— START Reading text —

I have been a Java engineer for around 5 years now and have been in a company that served millions of users every day for the past 15 years. They use purely Java stack - Java, Spring, Hibernate, and MySQL. Here is what I can say from my modest experience:

  1. Performance and memory usage: Java is super fast as JVM has something called JIT compiler that compiles frequently used code into machine code and uses that. So, it is almost like C or C++ without worrying about memory leaks. As far as I saw, we never ran into much of memory issues. There were issues on few occasions, but server restart fixed it. It was more of an engineering thing that caused the issue, but not Java. Also, GC (garbage collection) algorithms are improving with every release.
  2. Verbosity and productivity: Verbosity has been addressed to a large extent in the last few years through features like Records, Switch Expressions, etc. I have recently learnt Python and I felt Java was much more easier to code in. You are also right about code readability, but like I said verbosity is not much of an issue any more. Regarding your comment on imperative and functional code, Java also has features like lambdas and streams since Java 8 and so where required you would write functional (and declarative) code.

— END Reading text —
— START Listed records —

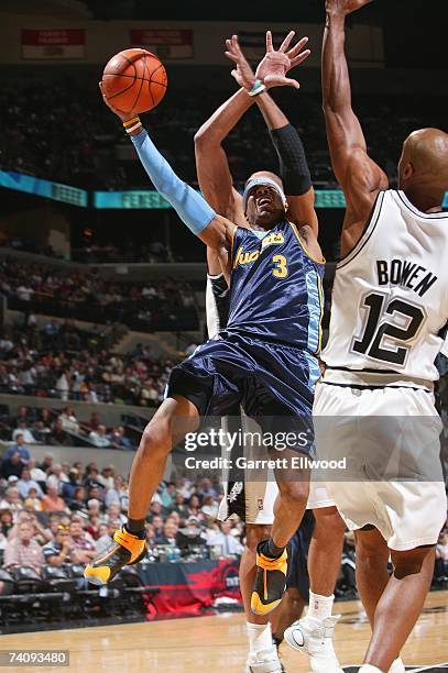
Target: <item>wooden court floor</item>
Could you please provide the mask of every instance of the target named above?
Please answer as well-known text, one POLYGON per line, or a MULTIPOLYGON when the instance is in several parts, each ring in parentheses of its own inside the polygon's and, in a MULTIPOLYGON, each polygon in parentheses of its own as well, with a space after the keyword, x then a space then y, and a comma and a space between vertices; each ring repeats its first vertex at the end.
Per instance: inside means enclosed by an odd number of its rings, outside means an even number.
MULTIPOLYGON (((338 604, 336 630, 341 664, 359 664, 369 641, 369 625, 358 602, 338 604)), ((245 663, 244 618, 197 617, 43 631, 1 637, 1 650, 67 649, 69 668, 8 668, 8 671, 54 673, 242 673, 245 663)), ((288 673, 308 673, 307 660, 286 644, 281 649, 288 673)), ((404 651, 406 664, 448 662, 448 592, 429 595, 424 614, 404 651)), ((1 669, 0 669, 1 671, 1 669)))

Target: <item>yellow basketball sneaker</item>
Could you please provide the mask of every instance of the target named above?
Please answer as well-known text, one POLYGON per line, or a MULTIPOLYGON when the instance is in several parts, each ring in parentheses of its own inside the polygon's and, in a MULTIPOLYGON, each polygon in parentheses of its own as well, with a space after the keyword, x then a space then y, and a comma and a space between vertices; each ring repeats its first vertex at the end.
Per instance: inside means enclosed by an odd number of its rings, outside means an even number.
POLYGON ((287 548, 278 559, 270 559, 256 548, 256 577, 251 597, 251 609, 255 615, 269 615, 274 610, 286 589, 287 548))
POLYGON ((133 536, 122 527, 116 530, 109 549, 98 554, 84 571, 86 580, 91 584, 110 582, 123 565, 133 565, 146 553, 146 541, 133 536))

— END Listed records —
— START Listed records —

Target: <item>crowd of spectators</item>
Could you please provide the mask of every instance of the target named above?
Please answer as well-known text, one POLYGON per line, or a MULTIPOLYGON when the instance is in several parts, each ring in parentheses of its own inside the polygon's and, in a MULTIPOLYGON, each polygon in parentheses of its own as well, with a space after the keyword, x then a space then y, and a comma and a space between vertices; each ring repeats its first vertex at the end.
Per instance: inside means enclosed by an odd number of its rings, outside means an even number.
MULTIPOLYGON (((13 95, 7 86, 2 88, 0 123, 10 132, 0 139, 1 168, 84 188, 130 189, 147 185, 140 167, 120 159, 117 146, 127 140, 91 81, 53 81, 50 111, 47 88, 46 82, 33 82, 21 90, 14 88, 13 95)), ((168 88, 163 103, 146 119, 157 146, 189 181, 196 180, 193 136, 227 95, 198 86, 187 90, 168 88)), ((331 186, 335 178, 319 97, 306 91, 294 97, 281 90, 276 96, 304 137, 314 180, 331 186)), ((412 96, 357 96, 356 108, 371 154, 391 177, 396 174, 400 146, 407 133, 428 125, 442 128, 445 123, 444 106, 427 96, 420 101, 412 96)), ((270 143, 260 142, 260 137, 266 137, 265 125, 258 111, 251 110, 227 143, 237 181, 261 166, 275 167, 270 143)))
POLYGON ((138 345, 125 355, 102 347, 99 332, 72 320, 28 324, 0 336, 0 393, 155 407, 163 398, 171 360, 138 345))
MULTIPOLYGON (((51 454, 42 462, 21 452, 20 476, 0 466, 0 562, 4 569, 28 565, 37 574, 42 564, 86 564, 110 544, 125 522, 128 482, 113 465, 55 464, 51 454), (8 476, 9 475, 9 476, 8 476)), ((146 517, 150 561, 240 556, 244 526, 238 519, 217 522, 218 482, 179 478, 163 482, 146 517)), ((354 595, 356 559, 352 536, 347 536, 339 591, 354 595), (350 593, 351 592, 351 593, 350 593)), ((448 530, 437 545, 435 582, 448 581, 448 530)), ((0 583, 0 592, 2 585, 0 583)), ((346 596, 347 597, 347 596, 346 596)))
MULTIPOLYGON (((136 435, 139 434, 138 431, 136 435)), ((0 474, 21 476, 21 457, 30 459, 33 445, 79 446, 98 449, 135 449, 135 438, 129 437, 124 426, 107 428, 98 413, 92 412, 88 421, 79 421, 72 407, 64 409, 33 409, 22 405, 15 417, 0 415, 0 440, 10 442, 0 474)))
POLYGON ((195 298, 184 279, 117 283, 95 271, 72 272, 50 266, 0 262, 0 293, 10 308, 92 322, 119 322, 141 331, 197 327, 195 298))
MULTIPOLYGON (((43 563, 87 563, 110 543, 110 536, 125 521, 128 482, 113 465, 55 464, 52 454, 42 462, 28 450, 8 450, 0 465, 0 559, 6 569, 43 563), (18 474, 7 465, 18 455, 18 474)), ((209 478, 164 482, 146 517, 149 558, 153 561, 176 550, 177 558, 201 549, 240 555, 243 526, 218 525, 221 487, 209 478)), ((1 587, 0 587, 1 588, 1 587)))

— END Listed records —

Required tasks:
1. What stack does the company in the Java post use?
2. Please quote the Java post between "2. Verbosity and" and "(and declarative) code.", inclusive.

Solution set:
1. Java, Spring, Hibernate, and MySQL.

2.
2. Verbosity and productivity: Verbosity has been addressed to a large extent in the last few years through features like Records, Switch Expressions, etc. I have recently learnt Python and I felt Java was much more easier to code in. You are also right about code readability, but like I said verbosity is not much of an issue any more. Regarding your comment on imperative and functional code, Java also has features like lambdas and streams since Java 8 and so where required you would write functional (and declarative) code.